-- Begin --
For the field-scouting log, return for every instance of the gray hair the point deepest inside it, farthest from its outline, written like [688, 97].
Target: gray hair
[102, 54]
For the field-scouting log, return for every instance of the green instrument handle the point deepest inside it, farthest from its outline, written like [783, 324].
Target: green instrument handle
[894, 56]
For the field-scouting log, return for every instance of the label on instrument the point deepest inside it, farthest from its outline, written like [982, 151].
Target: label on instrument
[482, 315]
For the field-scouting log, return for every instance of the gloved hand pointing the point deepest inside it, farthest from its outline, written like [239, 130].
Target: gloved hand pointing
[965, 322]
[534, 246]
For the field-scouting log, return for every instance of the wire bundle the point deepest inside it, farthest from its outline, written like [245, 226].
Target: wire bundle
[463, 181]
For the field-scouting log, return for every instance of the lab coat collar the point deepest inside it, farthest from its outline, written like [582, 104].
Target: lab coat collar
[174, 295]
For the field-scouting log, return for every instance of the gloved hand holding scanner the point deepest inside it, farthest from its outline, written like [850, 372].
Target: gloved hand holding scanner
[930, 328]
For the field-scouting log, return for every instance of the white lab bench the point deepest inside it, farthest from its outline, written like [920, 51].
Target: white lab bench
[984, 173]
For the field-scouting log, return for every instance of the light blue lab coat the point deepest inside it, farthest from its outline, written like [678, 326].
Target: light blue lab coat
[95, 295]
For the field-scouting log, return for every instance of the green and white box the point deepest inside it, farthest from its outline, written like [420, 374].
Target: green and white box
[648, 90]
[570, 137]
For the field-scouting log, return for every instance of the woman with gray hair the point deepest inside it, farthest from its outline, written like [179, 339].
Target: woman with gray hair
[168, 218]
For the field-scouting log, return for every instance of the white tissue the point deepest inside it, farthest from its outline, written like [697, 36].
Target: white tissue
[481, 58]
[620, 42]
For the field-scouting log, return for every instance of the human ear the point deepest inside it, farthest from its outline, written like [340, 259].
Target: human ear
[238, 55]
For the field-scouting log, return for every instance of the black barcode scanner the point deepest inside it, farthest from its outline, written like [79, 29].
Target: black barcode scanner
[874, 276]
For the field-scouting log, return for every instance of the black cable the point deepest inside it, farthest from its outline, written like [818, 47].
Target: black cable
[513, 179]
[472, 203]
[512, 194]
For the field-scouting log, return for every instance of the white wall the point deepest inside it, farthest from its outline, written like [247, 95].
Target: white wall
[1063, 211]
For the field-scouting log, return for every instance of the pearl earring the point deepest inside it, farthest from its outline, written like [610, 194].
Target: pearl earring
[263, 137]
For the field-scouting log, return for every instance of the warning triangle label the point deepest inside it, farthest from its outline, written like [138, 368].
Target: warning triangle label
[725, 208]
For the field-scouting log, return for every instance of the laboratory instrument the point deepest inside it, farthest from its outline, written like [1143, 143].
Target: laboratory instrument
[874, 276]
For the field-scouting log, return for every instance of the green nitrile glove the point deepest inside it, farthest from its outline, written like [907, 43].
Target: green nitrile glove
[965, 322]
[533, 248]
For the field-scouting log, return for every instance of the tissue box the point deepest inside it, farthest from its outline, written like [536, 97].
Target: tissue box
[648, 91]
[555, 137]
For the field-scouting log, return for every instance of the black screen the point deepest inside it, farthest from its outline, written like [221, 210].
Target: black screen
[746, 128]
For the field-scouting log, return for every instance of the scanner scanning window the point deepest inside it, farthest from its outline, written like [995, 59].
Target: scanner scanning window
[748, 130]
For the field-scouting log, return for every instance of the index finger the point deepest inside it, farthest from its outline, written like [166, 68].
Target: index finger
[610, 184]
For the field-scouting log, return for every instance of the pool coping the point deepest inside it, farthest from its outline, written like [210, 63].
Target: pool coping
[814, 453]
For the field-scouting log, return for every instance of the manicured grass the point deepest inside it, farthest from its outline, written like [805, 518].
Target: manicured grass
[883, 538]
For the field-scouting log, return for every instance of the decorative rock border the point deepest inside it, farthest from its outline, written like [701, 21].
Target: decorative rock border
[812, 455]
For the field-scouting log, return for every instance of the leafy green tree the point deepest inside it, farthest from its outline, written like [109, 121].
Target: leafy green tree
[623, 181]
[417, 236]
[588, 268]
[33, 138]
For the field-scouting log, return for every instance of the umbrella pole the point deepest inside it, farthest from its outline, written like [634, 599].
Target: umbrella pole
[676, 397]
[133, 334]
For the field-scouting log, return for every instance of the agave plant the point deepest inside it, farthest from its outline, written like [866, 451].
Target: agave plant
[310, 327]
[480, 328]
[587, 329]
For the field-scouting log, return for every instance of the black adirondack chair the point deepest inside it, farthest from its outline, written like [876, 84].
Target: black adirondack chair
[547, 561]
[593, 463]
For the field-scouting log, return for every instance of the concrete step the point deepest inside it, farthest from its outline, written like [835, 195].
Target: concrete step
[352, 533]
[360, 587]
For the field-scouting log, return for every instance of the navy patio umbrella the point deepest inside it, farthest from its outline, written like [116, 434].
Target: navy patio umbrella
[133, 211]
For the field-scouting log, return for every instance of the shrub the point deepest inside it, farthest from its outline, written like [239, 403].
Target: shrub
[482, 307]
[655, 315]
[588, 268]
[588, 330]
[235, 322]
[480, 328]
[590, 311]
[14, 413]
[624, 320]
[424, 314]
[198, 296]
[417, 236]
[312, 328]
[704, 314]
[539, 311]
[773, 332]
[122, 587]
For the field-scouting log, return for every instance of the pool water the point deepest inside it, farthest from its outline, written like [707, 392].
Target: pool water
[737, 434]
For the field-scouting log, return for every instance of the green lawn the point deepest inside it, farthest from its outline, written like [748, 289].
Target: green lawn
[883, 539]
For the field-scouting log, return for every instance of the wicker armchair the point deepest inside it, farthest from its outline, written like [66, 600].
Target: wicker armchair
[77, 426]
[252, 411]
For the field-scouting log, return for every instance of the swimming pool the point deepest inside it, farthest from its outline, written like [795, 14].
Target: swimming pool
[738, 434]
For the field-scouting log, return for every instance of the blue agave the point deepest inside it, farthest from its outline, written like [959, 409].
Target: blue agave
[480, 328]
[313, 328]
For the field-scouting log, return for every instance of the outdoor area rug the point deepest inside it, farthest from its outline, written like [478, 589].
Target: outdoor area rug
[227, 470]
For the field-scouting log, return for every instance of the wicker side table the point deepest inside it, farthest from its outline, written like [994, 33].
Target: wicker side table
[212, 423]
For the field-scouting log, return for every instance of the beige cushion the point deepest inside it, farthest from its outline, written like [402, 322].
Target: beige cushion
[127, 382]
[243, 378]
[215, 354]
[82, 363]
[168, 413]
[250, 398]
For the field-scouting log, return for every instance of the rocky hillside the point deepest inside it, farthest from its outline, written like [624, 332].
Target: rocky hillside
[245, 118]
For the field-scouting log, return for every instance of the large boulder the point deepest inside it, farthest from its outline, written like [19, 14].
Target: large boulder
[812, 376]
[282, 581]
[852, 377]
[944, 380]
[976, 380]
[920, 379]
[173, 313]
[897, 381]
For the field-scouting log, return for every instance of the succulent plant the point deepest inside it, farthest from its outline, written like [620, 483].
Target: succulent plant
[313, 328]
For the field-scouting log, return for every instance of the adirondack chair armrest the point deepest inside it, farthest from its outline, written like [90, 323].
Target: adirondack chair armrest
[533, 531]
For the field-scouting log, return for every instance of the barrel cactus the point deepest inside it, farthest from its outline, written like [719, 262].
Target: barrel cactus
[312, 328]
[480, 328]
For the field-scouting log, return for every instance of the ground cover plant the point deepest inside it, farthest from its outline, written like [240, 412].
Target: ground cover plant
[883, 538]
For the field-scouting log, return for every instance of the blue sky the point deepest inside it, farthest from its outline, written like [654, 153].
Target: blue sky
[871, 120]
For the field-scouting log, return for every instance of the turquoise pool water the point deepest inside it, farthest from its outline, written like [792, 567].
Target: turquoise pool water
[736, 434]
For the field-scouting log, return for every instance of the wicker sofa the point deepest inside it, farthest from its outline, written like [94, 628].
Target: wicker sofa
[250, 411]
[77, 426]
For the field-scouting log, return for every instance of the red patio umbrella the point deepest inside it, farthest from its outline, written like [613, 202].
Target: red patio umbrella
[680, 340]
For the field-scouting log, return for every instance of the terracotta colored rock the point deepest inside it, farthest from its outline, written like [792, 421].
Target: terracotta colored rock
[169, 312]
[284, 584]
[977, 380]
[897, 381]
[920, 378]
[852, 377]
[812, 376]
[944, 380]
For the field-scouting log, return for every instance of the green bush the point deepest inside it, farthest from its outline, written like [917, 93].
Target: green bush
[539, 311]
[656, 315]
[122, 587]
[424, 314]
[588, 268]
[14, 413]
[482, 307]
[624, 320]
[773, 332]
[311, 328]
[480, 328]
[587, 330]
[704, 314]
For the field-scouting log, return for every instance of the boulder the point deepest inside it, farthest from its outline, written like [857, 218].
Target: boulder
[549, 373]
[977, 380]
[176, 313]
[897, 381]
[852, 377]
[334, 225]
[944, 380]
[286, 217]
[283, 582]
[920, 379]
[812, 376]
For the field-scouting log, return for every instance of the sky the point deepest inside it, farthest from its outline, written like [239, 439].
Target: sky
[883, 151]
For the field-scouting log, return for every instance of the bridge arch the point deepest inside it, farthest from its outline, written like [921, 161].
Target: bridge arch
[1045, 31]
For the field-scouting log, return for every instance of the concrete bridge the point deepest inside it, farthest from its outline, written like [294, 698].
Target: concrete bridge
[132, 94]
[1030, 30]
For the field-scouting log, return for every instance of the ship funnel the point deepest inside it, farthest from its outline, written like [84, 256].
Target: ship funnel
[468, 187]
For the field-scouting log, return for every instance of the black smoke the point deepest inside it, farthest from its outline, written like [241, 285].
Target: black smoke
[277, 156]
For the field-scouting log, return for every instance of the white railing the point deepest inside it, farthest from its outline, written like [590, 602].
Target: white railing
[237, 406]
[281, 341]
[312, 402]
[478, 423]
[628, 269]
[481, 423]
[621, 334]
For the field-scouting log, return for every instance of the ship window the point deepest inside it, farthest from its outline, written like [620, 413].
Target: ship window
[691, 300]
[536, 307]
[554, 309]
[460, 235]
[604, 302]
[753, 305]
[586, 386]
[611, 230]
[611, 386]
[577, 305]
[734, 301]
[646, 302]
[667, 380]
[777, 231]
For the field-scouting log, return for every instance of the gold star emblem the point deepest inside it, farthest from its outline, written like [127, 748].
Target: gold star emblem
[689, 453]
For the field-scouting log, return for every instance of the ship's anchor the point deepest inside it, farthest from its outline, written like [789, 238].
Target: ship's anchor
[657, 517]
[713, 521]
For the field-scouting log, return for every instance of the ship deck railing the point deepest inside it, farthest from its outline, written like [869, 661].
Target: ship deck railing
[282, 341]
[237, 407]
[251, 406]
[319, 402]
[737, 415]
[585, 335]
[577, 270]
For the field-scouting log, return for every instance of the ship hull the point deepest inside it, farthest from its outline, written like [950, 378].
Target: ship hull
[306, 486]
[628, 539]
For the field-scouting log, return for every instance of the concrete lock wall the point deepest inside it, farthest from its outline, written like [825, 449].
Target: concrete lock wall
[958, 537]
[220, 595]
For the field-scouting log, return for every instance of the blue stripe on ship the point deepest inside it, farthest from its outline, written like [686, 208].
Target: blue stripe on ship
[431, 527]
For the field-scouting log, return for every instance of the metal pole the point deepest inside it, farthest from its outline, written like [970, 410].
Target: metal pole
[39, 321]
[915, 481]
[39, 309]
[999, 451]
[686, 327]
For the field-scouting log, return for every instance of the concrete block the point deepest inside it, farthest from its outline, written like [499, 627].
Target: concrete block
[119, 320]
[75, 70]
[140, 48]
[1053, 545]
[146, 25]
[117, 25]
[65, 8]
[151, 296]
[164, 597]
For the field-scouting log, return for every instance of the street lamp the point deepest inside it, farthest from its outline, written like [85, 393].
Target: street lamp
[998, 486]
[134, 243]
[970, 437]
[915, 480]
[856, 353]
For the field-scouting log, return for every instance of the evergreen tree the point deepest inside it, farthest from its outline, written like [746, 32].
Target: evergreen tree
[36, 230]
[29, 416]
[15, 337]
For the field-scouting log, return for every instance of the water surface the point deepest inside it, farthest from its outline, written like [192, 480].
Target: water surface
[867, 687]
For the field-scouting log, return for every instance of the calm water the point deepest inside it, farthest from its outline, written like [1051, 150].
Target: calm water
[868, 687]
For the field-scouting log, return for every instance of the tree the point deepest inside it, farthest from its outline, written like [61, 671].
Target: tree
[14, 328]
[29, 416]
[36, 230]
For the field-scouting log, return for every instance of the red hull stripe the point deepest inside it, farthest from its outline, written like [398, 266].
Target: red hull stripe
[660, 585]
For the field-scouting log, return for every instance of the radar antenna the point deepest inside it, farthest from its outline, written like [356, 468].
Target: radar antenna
-- End --
### Written problem
Locate the line that contains "like [1051, 150].". Repeat it and every line after it, up to and including the final line, exactly.

### Complete answer
For the field-scouting log, return for every instance of the calm water the point deepest inside it, farthest from its outline, written like [1051, 150].
Target: calm water
[868, 687]
For the field-scouting log, return for every instance of the tree the point deepest inside it, farthest from its outline, written like [61, 671].
Target: tree
[14, 328]
[29, 416]
[36, 230]
For the field-scouting log, return for every instance of the red hull stripe the point deepest inside it, farthest from its outline, written like [398, 266].
Target: red hull stripe
[660, 585]
For the field-scouting log, return for every instance of the radar antenna the point deepest inside it, farthest from its outline, written like [356, 468].
Target: radar antenna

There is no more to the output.